*Extrait à lire*.
■ ■ ■ ■ ■ ■ ■

Demain je la quitte, c'est la fin. Et c'est le début aussi.

Ma maison je l'ai construite seul, de mes mains.
J'ai commencé par le grenier, j'ai continué avec les chambres du premier puis le salon en bas. Pour terminer j'ai construit les fondations.
C'est important les fondations, sinon la maison ne tient pas bien.

Je sais bien que je ne suis pas un architecte classique. Et quand je parle de construire, c'est d'investir qu'il s'agit bien sûr.
En fait la maison était déjà là quand je l'ai connue. Mais pour moi le grenier était ce qui m'a plu en premier. Mon père y avait installé son bureau, immense, mystérieux, comme la maison familiale où j'ai (un peu) grandi.
Une fois installé dans le grenier, je suis allé voir de plus près le salon, puis le reste de la maison.


Cette maison s'est donc construite petit à petit dans mon esprit et elle s'est habitée petit à petit dans mon coeur.
Il m'a fallu du temps pour que j'en arrive aux fondations. La maison n'était plus seulement le lieu d'une habitation, elle avait une assise et des racines pour la nourrir.
Elle était un lieu qui vivait, avec un coeur et une âme aussi, où j'ai mis tout ce qui comptait pour moi : ma nouvelle famille, mes livres bien sûr, mon décors et les meubles (on pourrait dire le paysage).
J'ai inventé mes espaces (ceux que je connais bien et que je fréquente tous les jours), d'autres où je vais me réfugier quand ça ne va pas, d'autres encore où je ne vais jamais, mystérieux, un peu inquiétants.
Ma maison c'est un peu moi-même, une maison que je ne finis pas de construire, de reconstruire, comme on ne finit jamais de se construire.

Mais ces derniers temps, ma grande maison est devenue petite. Maintenant que les enfants sont partis, j'ai de nouveaux projets, qu'elle ne peut contenir. Ses livres, ses meubles, son coeur de pierre et de bois, sont devenus un frein.

■ ■ ■ ■ ■ ■ ■

*Données affichées*.

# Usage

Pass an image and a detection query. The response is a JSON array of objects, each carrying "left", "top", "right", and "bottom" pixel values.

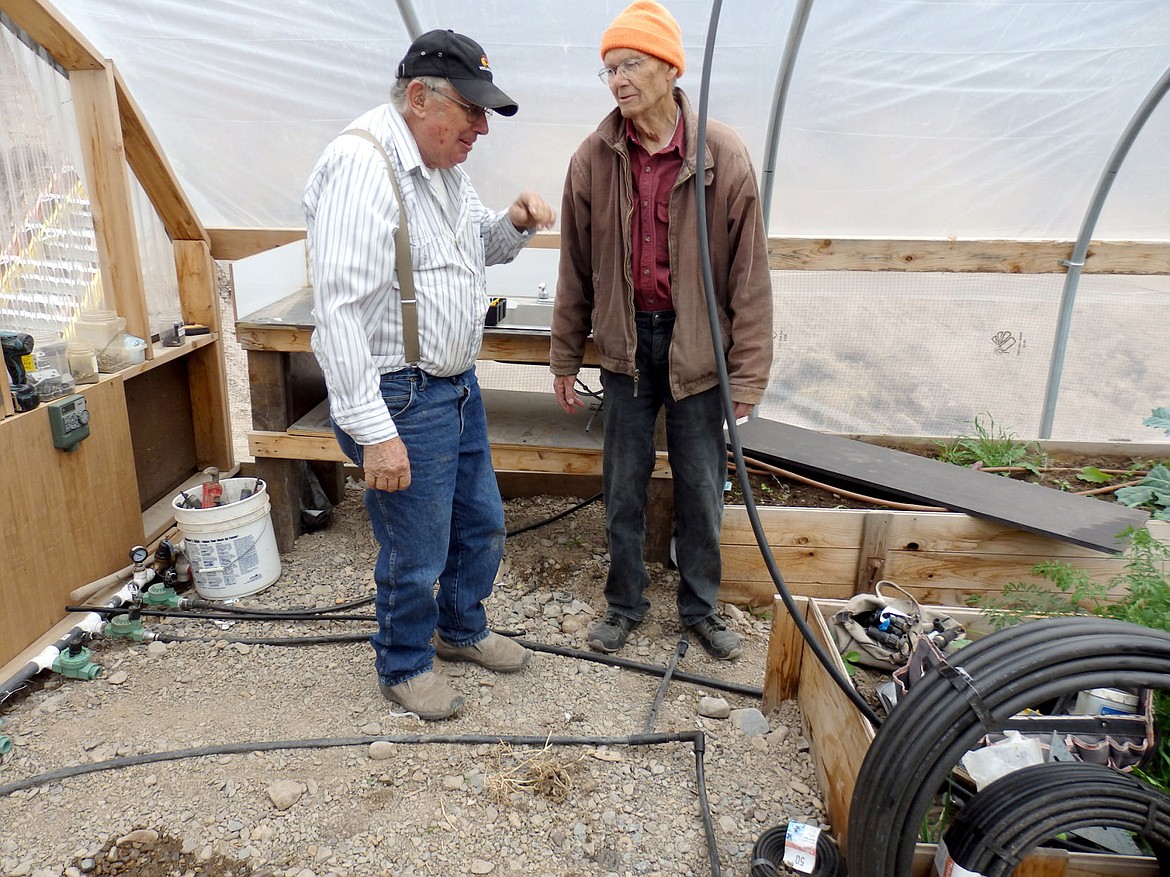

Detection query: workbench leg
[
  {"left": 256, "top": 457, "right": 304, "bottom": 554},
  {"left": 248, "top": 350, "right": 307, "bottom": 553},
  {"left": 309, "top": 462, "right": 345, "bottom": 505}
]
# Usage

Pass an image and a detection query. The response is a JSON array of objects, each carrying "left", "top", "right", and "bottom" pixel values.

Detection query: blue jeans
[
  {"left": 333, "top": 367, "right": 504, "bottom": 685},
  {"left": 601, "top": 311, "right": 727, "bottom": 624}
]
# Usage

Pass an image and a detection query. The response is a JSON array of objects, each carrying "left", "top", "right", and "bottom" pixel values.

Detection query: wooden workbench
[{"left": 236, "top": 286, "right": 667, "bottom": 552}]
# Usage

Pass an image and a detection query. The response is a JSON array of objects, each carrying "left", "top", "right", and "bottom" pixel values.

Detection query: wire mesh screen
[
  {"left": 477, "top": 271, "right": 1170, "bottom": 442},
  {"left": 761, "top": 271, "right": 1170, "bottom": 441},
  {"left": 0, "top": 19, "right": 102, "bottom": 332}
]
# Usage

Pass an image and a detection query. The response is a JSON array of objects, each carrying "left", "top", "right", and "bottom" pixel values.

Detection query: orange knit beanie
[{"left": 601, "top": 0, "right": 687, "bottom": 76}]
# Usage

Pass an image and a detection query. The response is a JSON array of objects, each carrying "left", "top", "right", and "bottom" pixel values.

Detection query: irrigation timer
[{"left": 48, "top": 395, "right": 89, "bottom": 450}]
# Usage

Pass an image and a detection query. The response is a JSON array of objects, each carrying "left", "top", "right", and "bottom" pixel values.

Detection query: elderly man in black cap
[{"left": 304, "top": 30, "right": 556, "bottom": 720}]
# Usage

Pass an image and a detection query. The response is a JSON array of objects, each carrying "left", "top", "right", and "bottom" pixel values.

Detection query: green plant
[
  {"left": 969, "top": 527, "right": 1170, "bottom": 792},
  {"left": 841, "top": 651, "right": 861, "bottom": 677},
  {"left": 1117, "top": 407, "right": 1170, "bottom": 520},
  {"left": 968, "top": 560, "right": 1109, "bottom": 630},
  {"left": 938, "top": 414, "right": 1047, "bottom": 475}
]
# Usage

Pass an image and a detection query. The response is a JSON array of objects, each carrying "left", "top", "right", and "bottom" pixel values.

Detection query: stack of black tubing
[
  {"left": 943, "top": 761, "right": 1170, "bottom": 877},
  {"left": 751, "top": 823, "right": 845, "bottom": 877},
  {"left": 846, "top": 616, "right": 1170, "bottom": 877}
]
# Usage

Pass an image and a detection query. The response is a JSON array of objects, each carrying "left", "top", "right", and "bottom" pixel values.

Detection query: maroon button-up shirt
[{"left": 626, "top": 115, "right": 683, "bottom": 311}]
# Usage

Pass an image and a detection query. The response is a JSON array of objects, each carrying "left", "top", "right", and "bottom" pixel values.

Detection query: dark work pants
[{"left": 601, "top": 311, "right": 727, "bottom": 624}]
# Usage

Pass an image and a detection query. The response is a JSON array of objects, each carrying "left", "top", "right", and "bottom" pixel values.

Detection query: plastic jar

■ ■ ■ ■ ■ ■ ■

*Travail demandé*. Rédigez la suite du texte sur la maison en reprenant juste après sa dernière phrase.

*Réponse*.
Je rêve de renouveau, de liberté, de nouveaux espaces.


Oh j'y reste attaché. Avec ses objets, elle a contenu quelque chose de ma vie d'enfant, de ma vie d'adulte aussi. J'y ai vécu tant de choses et je m'y suis construit, elle m'a construit.
Elle était fermée (un lieu bien à moi) et ouverte aussi (beaucoup de gens y sont entrés et ont eu une influence sur moi et sur elle bien sûr).
Mais elle a vieilli et je n'ai pas envie d'y vieillir.

Une maison c'est un peu comme un cocon, un jour il faut oser s'en aller comme l'ont fait mes enfants et reprendre sa route. Explorer tout ce qu'il y a autour et en dehors. La vie c'est un peu ça, renoncer un jour au familier et explorer à nouveau. Une façon de renaître.


Cette maison c'est un peu moi, c'est beaucoup moi. Tous mes rêves et toute ma réalité.
Je la quitte avec regret bien sûr. Mais la quitter, c'est aussi retrouver ma liberté et me retrouver moi-même. Je suis donc joyeux en même temps que je suis triste, de construire ailleurs.

Liberté d'exister. Et de renaître à nouveau. Il n'y a pas d'âge pour naître...
Et je me demande comment sera ma nouvelle maison. Et comment je serai demain.

 


C'est parti !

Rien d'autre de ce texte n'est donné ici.